▸ **Document text**:
This was, of course, 20/20 hindsight. I wasn’t around in the late 1940’s, and the only knowledge that I have of the on-ground situation in India at the time is second-hand. So passing judgment on Mr. Nehru long after the fact, and when he was no longer around to offer a response, would have been unfair. But I believe that my question does provide me with a guideline on how I should approach similar issues in the present.
Here is how I apply this guideline in Canada: when I see or interact with a person, I see a human first and a Canadian after that. Then, depending on the nature of our interaction and/or their immediate circumstances, I classify them as helpful, or in need of help, or cooperative, or pleasant to deal with etc. After many years of this practice that is more or less second nature, I have realized that the modern gospel of not seeing people as different is true only to an extent. I believe that it is intrinsic nature of humans to classify everything into neat little categories, including other humans. The key aspect is how they do their classifying. In other words, the choice of prism through which we view things is crucial. This is where the idea of ‘immutable characteristics’ comes in. It is by now accepted by everyone barring fringe groups that classifying people based on their characteristics over which they have no control, in a manner that informs the views and interactions of the person doing the classifying, is wrong.

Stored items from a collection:
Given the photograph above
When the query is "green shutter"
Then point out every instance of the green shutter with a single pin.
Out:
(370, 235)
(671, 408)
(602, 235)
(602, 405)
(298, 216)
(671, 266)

▸ **Problem 1**: In the passage on classifying people, what does the author see first when seeing or interacting with a person in Canada?
▸ **Problem 2**: From the passage on classifying people, reproduce word for word the stretch from "This was, of" through "in the present.".

▸ **Task solution 1**: A human first, and a Canadian after that.

▸ **Task solution 2**:
This was, of course, 20/20 hindsight. I wasn’t around in the late 1940’s, and the only knowledge that I have of the on-ground situation in India at the time is second-hand. So passing judgment on Mr. Nehru long after the fact, and when he was no longer around to offer a response, would have been unfair. But I believe that my question does provide me with a guideline on how I should approach similar issues in the present.